■ THE EXERCISE: State how many lines in the rows below contain the string "striped", treating uppercase and lowercase letters as distinct. Reply with the number alone.

■ PROVIDED RECORDS:
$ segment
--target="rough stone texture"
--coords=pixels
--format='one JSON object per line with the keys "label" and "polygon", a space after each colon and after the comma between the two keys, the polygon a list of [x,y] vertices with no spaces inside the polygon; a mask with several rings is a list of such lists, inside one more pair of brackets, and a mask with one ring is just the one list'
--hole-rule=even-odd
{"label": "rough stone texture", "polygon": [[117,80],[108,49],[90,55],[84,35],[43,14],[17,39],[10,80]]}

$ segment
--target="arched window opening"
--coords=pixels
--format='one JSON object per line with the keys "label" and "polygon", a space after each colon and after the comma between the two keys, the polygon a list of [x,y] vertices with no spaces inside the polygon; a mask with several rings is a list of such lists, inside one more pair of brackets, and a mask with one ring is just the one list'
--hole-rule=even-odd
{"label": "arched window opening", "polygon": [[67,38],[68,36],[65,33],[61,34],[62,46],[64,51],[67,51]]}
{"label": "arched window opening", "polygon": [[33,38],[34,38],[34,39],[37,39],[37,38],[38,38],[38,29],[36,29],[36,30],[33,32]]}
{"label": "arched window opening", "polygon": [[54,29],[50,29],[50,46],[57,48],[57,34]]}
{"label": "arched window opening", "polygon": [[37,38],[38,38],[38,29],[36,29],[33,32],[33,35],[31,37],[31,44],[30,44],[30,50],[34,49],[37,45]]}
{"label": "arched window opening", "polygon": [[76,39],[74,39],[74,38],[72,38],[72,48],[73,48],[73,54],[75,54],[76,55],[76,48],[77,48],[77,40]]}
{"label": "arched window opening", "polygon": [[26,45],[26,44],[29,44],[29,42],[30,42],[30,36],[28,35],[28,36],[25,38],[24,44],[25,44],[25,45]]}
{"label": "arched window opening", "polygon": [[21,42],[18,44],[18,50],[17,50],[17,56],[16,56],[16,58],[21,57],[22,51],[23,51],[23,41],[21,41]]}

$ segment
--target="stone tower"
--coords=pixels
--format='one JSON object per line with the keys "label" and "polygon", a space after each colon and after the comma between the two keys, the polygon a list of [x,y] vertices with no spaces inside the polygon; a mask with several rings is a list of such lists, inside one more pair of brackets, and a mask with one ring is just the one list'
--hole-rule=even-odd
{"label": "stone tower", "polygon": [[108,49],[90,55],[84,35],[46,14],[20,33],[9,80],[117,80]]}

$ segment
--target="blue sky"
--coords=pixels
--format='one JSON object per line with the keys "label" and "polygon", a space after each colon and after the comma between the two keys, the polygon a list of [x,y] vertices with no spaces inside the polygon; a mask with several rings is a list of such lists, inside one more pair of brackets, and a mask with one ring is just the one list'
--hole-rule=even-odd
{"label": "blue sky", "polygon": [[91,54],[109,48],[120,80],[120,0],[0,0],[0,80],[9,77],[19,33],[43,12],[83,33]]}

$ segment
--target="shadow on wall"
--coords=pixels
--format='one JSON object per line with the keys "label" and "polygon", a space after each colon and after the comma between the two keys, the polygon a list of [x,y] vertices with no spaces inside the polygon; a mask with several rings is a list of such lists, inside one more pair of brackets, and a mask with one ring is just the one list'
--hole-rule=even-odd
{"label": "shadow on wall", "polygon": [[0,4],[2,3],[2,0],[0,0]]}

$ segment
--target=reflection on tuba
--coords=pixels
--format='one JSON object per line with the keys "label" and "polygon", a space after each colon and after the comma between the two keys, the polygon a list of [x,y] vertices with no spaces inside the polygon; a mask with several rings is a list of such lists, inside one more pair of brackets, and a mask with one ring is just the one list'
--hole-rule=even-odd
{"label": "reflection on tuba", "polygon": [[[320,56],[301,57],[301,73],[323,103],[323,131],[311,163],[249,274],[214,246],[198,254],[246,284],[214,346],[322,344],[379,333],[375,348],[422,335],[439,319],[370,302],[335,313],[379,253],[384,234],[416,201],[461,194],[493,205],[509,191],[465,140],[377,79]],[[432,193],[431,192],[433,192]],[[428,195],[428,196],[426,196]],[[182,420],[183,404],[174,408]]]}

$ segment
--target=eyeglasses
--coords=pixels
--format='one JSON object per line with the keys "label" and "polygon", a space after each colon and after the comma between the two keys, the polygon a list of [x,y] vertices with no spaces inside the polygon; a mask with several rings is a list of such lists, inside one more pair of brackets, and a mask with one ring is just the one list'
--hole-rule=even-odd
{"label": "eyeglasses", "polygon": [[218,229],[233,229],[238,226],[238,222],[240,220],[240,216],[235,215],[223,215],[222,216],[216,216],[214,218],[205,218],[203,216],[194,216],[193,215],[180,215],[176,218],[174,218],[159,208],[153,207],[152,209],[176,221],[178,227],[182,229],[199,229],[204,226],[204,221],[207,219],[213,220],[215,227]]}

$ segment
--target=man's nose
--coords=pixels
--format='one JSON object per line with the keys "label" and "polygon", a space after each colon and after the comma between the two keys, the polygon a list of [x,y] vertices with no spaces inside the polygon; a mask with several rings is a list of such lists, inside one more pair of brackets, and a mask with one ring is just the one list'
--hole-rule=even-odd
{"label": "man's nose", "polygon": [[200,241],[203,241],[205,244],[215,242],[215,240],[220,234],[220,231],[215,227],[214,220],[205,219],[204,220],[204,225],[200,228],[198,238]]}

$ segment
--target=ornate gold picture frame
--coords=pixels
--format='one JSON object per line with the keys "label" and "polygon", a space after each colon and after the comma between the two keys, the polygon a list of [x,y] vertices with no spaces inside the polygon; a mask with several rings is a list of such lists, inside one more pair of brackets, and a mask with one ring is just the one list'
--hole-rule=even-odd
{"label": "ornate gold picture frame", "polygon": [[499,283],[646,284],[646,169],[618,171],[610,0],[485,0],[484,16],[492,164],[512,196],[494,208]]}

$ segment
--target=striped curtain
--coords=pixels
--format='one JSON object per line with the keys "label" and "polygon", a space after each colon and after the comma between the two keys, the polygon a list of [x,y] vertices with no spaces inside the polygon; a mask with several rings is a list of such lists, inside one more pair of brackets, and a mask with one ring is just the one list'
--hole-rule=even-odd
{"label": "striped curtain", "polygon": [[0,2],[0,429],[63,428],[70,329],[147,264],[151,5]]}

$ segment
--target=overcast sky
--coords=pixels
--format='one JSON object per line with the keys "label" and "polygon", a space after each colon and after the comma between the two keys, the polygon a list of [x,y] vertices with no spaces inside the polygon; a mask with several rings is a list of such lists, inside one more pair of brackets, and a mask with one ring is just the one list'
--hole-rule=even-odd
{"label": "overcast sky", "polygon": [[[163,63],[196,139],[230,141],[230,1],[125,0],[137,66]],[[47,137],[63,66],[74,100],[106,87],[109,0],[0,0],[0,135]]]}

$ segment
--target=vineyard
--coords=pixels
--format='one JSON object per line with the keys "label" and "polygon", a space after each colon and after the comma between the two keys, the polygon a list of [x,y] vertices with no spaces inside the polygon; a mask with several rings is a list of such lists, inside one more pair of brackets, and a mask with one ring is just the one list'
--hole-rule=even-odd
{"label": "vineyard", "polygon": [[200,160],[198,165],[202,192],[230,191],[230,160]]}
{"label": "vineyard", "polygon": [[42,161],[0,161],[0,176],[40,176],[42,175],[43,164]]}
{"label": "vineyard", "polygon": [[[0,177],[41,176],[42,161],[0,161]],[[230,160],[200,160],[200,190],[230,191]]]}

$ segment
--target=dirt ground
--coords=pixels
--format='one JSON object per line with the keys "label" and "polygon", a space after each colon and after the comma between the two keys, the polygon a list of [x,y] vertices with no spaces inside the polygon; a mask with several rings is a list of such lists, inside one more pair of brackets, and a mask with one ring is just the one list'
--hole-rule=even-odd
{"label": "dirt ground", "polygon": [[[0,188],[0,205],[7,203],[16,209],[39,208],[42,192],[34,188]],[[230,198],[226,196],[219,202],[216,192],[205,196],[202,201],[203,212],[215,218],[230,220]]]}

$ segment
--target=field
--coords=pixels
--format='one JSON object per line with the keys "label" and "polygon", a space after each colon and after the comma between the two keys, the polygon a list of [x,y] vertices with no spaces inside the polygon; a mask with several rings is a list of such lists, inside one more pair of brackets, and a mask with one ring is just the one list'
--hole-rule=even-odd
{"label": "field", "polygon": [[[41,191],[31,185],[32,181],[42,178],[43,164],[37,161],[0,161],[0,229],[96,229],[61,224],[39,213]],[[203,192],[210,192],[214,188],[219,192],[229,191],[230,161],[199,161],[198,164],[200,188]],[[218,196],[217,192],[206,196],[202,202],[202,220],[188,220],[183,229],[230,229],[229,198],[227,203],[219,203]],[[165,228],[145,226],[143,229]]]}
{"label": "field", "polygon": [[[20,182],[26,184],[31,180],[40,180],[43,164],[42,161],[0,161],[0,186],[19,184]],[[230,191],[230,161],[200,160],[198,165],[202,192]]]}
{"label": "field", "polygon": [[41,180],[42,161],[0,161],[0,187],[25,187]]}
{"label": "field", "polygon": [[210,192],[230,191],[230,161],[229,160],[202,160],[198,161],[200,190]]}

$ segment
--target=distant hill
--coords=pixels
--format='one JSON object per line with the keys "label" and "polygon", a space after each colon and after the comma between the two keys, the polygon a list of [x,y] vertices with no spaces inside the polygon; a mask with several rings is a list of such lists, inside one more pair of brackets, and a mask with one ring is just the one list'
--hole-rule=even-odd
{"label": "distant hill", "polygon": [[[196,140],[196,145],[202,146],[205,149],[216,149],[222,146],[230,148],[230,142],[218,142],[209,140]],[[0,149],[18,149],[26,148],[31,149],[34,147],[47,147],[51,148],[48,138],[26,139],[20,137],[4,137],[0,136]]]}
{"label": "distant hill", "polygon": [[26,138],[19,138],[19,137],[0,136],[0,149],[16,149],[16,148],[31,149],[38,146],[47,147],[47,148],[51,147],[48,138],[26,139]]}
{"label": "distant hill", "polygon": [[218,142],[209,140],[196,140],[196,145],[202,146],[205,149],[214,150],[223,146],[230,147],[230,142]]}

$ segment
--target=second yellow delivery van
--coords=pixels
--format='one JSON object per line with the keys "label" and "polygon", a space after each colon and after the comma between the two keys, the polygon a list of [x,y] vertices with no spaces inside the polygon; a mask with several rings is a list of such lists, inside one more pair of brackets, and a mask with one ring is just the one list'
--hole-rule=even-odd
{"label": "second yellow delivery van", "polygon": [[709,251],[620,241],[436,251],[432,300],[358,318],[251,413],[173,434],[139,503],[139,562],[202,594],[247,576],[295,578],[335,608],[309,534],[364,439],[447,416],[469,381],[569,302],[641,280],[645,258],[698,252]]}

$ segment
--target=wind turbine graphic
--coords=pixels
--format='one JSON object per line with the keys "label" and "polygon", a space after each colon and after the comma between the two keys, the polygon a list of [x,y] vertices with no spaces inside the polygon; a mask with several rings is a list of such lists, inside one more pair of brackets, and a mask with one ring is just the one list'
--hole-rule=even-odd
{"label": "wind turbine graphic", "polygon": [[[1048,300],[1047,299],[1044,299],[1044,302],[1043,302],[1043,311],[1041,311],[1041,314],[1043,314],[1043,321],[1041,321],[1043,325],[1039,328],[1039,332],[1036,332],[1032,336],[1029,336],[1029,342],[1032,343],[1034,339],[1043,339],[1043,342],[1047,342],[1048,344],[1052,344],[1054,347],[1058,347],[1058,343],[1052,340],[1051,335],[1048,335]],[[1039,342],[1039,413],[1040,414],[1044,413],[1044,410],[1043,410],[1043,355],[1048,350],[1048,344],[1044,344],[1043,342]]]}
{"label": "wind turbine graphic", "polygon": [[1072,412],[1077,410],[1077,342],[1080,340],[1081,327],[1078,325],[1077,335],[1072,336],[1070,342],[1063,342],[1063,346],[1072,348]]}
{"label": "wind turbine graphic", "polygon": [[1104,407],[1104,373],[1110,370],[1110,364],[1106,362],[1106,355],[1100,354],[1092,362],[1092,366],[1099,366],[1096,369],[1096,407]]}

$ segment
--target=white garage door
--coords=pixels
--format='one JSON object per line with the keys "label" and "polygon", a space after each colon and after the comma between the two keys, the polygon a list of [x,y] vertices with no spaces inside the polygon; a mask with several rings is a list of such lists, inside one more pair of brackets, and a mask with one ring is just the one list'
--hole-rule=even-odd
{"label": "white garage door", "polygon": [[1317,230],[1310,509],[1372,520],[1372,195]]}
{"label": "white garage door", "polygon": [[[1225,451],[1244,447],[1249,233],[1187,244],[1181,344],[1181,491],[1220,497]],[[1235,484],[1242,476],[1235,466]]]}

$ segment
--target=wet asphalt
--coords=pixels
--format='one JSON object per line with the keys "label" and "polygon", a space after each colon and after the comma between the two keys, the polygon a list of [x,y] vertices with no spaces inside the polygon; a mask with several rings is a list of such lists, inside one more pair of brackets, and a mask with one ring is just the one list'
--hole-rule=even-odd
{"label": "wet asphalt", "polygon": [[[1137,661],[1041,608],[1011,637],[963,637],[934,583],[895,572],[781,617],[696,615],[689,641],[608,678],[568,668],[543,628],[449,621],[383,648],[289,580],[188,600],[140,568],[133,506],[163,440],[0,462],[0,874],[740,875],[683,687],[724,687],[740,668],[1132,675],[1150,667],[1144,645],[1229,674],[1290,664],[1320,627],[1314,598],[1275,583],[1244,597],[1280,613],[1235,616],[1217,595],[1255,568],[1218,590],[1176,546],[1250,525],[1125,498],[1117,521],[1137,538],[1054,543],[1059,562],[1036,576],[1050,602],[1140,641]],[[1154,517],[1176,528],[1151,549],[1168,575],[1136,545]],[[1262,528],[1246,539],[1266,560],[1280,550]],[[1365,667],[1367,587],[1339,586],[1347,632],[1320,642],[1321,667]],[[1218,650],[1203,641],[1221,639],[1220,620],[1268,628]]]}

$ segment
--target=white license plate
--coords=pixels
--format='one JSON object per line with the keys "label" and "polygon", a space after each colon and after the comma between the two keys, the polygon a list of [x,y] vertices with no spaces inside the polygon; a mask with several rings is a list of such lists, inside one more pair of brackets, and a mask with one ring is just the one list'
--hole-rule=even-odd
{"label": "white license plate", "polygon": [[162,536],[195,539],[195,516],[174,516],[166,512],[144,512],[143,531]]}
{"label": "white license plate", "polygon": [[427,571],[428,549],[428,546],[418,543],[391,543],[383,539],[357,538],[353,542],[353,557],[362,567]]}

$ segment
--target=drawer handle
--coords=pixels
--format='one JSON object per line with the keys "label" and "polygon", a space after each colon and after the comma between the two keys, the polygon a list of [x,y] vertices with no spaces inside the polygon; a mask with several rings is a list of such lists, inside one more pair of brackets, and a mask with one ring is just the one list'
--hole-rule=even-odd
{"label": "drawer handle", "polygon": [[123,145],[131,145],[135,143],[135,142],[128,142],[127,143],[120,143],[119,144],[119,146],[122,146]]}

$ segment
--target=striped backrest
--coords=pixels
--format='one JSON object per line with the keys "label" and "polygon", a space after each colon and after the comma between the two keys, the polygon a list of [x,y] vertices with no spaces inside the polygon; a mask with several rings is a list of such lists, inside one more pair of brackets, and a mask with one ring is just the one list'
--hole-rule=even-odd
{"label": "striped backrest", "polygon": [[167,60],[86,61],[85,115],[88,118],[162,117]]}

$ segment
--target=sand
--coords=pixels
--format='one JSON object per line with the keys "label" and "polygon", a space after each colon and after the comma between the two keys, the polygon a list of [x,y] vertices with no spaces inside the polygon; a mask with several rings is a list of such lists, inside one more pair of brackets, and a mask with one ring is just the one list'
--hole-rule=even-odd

■ THE RESPONSE: 4